* _GIVEN ENTRIES_:

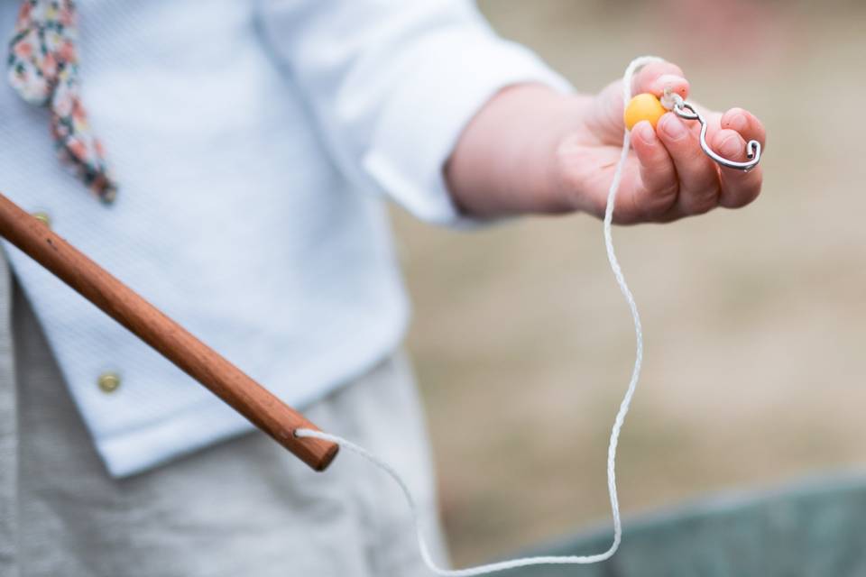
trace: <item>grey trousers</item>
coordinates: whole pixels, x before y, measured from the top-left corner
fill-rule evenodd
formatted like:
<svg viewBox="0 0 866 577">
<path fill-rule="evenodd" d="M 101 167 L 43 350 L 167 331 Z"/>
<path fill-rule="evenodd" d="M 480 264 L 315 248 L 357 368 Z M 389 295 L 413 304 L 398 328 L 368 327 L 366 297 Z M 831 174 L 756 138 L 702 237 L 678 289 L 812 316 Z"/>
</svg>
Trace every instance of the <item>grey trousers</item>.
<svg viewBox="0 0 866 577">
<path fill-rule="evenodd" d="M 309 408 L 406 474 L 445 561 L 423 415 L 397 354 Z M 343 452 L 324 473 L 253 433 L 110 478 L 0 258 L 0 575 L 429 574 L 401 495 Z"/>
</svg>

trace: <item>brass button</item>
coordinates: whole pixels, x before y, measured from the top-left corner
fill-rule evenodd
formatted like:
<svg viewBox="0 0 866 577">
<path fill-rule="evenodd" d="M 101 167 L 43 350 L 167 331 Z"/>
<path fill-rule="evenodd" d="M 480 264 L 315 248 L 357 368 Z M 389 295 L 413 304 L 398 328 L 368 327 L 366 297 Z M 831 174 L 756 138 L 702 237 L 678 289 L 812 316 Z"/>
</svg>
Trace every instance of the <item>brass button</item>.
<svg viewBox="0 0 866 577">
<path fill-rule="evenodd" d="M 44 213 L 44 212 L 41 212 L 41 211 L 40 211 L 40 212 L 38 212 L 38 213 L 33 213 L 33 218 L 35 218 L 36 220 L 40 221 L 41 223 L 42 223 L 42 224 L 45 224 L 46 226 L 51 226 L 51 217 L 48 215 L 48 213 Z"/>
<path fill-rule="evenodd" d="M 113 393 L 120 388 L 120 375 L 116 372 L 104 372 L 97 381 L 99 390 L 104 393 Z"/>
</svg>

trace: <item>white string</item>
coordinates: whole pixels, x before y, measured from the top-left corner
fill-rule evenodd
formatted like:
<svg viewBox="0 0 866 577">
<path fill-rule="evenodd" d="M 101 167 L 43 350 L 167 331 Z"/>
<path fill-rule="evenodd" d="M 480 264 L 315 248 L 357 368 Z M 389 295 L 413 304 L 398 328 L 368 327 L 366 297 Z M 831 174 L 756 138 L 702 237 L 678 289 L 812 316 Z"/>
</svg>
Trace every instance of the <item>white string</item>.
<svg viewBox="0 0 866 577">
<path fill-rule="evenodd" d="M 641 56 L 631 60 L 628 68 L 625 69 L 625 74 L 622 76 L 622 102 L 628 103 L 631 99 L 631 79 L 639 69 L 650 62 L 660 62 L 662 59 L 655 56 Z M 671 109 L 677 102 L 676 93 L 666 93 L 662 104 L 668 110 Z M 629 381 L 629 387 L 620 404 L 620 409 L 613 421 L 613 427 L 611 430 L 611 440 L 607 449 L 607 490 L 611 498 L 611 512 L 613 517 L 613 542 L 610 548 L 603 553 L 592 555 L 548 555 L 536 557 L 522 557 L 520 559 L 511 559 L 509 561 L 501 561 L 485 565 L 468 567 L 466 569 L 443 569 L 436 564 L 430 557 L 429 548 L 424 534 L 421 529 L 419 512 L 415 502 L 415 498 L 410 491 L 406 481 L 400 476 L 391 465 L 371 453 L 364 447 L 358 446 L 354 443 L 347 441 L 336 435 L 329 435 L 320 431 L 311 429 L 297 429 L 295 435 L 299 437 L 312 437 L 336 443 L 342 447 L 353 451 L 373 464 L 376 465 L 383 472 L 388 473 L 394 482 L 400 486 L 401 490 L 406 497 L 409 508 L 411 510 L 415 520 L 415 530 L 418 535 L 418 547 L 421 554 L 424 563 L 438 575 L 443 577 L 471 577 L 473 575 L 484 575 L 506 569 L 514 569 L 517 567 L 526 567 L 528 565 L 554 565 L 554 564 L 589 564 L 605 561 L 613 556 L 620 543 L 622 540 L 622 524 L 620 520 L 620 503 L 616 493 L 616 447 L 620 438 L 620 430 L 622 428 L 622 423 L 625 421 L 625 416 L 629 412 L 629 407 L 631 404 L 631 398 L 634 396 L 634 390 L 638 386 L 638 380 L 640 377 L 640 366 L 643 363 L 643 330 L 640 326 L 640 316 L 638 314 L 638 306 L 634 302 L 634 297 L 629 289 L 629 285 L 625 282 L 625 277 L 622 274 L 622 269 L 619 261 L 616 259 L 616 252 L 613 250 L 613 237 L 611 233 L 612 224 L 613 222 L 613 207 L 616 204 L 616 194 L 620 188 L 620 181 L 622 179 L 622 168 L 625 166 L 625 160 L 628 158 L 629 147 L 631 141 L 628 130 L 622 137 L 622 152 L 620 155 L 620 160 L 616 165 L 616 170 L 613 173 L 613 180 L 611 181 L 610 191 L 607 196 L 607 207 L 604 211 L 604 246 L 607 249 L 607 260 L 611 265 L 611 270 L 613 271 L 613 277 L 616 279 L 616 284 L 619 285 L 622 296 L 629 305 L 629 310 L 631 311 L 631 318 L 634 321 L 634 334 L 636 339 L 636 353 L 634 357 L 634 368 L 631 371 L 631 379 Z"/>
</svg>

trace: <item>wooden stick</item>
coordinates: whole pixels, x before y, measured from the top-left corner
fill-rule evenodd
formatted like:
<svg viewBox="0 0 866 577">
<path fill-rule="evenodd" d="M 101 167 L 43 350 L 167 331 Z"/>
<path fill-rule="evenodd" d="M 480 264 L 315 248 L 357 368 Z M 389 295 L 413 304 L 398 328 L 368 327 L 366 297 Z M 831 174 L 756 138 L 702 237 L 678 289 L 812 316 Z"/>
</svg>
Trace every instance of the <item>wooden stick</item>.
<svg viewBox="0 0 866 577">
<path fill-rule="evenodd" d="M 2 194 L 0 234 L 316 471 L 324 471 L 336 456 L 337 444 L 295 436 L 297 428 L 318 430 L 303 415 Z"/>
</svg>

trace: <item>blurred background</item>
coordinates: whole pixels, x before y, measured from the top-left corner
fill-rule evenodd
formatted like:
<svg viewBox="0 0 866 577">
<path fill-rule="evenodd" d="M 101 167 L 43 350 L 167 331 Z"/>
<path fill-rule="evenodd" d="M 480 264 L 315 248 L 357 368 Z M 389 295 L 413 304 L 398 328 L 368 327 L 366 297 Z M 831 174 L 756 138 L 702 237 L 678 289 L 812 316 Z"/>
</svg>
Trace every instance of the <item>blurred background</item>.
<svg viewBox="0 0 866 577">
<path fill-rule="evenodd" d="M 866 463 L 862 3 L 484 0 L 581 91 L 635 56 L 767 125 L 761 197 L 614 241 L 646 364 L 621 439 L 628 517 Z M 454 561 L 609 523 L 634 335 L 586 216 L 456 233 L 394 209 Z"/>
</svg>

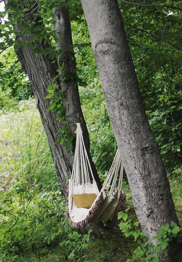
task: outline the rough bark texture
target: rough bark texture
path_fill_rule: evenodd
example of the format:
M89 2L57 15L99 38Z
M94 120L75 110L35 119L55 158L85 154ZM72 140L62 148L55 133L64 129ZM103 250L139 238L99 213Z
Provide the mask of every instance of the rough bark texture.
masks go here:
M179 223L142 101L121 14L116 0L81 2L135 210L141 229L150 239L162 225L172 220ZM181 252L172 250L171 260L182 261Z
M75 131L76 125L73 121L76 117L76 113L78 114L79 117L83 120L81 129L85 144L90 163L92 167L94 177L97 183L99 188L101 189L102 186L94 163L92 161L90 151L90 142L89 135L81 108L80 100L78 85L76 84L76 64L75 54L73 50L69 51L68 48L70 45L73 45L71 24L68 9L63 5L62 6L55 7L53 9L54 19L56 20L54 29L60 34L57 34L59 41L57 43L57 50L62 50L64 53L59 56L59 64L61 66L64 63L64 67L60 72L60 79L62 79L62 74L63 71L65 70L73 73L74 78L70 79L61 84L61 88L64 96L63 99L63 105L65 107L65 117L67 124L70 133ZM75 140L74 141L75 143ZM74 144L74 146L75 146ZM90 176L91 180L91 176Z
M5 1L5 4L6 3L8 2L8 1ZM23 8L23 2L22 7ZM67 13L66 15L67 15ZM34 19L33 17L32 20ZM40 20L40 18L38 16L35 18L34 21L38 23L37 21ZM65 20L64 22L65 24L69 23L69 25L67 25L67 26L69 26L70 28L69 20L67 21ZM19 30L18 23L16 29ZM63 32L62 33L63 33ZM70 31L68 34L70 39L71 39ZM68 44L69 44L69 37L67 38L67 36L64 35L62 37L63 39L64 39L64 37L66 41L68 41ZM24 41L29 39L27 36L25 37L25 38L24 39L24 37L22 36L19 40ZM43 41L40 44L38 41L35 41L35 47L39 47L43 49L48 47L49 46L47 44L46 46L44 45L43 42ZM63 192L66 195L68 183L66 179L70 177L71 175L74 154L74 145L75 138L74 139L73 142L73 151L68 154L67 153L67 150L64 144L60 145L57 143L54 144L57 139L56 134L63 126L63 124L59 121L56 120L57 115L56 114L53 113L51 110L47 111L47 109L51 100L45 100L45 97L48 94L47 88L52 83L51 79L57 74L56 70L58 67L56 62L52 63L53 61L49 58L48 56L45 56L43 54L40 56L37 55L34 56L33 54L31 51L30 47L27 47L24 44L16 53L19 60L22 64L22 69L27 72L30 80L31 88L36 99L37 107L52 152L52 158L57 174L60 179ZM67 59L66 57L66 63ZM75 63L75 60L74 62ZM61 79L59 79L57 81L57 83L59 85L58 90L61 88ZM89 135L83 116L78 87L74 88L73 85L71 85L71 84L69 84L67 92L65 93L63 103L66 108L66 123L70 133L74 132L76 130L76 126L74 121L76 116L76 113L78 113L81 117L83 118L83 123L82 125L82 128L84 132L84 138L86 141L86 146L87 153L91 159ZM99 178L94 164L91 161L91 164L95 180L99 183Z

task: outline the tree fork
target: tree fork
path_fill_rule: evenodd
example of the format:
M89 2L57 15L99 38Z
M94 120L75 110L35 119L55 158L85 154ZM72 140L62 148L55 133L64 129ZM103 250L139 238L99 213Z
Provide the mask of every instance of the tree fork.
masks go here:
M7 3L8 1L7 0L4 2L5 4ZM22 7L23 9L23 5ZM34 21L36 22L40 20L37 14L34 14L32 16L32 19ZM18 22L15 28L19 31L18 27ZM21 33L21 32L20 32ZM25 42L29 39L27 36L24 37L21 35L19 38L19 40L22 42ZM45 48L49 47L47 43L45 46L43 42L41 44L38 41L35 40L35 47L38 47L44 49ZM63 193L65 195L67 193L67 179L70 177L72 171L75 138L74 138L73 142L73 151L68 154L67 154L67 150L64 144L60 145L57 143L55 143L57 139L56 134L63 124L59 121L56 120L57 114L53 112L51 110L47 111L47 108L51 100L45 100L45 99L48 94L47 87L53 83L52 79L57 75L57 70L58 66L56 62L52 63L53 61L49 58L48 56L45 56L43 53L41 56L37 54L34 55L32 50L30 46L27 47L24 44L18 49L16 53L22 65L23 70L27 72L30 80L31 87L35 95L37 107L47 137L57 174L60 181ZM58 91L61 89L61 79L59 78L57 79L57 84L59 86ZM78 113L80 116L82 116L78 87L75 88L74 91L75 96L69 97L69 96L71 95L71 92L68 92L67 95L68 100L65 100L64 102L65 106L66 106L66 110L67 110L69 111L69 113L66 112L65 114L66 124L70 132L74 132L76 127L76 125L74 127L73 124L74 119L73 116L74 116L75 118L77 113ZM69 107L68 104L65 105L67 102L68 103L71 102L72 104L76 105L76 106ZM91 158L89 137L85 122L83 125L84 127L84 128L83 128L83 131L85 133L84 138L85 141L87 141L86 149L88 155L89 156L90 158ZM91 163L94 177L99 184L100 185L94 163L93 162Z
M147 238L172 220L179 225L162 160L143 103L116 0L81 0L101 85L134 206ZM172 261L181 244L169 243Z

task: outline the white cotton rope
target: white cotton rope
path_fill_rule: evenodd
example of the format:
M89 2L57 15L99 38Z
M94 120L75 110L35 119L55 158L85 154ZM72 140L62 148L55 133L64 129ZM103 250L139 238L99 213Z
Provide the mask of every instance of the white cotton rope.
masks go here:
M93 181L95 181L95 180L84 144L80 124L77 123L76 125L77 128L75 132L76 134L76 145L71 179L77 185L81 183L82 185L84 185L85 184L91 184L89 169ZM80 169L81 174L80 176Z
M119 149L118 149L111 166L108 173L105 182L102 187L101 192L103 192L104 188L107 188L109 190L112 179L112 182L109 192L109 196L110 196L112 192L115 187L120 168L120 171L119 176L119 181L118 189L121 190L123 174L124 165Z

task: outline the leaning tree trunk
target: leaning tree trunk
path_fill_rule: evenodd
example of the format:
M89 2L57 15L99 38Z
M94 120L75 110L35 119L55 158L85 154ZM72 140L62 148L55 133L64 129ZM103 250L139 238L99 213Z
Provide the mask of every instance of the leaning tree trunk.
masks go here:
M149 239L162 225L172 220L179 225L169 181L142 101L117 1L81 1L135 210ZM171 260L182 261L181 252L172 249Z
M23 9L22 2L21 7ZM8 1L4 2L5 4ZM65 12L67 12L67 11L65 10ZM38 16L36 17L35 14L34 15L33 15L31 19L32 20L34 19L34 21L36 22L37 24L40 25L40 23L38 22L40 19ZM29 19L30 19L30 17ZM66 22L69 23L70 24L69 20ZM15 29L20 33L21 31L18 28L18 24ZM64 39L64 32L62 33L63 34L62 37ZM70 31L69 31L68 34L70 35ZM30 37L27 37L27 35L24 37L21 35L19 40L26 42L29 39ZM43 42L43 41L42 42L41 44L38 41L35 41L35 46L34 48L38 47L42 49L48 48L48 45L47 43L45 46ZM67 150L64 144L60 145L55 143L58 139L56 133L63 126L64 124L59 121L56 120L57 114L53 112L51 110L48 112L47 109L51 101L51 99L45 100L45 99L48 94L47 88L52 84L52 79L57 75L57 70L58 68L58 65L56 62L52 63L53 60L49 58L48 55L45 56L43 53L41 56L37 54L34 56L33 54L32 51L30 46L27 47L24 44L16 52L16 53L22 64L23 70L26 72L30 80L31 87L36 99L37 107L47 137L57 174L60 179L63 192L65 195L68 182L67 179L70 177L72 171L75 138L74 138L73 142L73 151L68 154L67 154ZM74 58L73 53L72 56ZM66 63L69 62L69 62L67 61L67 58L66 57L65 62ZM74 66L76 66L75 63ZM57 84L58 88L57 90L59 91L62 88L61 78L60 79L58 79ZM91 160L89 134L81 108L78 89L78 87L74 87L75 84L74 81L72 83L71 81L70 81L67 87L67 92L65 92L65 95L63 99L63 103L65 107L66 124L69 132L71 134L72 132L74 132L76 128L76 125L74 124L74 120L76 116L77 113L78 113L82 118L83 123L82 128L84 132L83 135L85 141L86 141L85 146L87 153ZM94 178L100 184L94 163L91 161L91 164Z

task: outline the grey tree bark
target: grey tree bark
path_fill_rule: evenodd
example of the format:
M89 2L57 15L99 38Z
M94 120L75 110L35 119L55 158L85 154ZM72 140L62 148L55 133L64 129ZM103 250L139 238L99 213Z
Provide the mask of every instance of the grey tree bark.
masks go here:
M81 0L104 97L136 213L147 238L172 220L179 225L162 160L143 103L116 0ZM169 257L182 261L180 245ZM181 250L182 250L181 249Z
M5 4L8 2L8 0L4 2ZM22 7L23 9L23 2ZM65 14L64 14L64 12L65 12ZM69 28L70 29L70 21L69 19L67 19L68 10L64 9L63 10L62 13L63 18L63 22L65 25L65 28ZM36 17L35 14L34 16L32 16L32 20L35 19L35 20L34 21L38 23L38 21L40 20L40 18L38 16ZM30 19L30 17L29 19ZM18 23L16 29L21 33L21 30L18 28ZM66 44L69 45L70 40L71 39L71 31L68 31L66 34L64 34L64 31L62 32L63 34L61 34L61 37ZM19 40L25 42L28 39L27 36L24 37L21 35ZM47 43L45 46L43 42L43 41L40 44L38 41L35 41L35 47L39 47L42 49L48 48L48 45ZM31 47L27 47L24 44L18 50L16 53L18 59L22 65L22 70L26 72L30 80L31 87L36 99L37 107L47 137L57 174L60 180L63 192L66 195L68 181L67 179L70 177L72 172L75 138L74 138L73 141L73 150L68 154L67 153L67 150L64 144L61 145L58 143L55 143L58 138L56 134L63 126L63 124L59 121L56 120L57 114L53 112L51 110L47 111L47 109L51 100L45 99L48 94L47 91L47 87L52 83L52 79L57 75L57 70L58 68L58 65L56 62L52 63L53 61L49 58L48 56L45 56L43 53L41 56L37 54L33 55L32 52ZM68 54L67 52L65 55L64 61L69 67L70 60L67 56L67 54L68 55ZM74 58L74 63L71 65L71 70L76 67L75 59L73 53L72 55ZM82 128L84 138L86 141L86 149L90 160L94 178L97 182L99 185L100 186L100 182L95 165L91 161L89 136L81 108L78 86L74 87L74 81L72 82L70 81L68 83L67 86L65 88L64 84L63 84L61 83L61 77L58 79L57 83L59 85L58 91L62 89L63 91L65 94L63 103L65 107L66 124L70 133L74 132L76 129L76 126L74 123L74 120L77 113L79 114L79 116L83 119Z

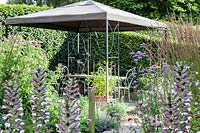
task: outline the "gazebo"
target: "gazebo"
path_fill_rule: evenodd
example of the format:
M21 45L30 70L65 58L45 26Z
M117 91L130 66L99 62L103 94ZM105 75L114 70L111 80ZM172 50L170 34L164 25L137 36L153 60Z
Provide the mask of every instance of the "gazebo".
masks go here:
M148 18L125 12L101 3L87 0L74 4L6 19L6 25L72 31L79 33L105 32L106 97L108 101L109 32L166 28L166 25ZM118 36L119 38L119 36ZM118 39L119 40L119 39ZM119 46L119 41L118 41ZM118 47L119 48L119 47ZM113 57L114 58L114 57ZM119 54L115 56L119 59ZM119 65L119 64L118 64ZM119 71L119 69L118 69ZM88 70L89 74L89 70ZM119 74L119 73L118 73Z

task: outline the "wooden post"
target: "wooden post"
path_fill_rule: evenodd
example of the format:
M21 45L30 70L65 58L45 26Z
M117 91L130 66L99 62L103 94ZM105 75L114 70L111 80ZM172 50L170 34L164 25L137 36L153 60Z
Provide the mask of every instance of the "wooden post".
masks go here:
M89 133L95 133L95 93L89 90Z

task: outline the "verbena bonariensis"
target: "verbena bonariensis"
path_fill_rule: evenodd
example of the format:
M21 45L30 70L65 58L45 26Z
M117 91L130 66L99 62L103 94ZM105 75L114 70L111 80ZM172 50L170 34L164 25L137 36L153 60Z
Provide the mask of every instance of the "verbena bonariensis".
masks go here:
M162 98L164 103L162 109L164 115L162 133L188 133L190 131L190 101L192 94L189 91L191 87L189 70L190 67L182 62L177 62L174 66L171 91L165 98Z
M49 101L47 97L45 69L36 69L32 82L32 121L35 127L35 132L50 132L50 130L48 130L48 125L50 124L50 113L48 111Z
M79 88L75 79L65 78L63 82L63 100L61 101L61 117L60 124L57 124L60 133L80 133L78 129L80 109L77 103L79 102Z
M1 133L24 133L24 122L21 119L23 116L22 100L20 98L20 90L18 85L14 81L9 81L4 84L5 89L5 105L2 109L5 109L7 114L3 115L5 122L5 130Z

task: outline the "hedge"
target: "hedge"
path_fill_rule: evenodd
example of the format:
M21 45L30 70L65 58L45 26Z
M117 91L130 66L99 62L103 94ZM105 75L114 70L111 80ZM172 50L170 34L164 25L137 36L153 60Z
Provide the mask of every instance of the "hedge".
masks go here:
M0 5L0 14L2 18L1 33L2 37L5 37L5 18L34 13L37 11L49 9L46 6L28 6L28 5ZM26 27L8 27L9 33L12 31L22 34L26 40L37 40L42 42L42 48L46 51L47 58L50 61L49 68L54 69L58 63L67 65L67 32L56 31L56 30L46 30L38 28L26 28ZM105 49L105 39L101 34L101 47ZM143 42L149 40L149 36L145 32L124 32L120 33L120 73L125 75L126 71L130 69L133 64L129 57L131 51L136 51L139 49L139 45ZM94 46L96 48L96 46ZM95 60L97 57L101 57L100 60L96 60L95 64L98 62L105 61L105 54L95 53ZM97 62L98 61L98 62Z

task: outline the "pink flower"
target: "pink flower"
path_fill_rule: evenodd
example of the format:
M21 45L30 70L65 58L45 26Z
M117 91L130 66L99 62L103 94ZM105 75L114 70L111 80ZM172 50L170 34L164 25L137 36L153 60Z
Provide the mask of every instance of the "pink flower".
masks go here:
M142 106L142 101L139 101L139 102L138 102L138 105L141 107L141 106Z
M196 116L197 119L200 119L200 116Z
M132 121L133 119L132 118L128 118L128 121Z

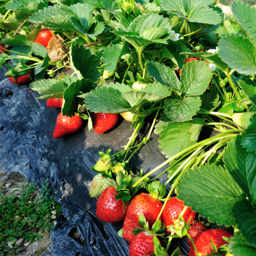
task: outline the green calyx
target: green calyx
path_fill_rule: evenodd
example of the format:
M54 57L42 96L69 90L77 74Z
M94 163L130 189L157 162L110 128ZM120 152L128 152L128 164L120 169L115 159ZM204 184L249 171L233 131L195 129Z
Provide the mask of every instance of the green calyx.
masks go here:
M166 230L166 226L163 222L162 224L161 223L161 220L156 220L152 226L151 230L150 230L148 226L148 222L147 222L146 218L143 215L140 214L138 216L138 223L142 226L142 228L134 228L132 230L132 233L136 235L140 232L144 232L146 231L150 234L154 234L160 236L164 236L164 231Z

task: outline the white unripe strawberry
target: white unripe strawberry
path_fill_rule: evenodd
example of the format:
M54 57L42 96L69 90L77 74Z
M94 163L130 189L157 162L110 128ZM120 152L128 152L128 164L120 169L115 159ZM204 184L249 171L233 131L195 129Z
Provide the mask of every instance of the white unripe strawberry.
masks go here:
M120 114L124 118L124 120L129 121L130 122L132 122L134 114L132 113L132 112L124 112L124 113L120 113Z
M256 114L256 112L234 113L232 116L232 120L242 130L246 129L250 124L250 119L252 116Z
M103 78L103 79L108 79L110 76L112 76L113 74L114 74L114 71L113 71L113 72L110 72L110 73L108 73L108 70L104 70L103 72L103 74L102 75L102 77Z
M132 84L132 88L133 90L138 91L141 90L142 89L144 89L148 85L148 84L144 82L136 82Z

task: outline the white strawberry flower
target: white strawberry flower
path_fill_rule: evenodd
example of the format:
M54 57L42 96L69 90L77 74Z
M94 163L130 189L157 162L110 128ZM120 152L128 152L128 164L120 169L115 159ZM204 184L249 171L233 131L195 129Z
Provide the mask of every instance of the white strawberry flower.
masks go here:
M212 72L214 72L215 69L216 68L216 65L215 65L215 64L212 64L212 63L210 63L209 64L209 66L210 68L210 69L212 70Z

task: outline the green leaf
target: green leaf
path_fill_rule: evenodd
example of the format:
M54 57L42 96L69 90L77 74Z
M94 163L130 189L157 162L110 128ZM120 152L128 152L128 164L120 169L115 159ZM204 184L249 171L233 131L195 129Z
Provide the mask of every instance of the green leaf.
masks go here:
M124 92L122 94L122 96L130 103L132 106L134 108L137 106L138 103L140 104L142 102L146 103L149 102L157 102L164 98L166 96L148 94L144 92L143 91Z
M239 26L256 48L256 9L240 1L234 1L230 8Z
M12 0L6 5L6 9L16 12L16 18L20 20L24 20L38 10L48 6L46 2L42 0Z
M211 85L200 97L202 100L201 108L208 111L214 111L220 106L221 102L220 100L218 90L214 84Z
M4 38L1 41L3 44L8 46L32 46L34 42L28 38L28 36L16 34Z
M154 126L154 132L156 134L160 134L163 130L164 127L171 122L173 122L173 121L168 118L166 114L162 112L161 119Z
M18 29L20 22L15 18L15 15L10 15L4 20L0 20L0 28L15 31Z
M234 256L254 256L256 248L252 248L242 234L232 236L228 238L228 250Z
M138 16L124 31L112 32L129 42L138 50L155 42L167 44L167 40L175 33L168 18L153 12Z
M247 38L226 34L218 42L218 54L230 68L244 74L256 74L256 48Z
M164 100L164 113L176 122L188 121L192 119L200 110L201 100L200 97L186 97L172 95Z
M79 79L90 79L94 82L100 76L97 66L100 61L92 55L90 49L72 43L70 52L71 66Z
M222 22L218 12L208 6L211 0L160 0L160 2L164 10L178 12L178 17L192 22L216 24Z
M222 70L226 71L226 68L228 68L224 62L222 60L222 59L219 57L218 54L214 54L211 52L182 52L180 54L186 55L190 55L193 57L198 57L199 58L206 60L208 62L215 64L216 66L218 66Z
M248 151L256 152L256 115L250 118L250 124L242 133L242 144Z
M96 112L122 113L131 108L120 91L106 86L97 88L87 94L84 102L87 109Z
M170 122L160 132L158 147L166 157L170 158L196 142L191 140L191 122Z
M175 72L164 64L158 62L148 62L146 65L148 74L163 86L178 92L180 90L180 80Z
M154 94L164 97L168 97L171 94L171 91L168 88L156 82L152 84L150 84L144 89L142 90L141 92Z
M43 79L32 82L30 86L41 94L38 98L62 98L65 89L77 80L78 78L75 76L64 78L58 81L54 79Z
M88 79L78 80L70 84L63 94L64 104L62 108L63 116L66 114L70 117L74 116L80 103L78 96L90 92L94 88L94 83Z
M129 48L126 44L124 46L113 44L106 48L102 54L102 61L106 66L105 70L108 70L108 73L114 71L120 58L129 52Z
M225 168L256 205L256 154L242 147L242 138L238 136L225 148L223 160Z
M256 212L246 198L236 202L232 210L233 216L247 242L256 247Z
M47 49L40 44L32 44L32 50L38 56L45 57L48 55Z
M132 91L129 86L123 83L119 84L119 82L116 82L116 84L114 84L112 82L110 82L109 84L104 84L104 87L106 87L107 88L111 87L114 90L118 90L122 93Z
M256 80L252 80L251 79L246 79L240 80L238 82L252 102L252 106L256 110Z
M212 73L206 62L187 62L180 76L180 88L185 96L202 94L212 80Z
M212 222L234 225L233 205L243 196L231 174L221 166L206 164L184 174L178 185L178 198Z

* _EXERCISE_: Pull out every line above that contains the word "rope", and copy each one in full. Case counts.

* _RESULT FOR THIS TASK_:
task: outline the white cotton rope
target: white cotton rope
Provide the mask of every instance of the white cotton rope.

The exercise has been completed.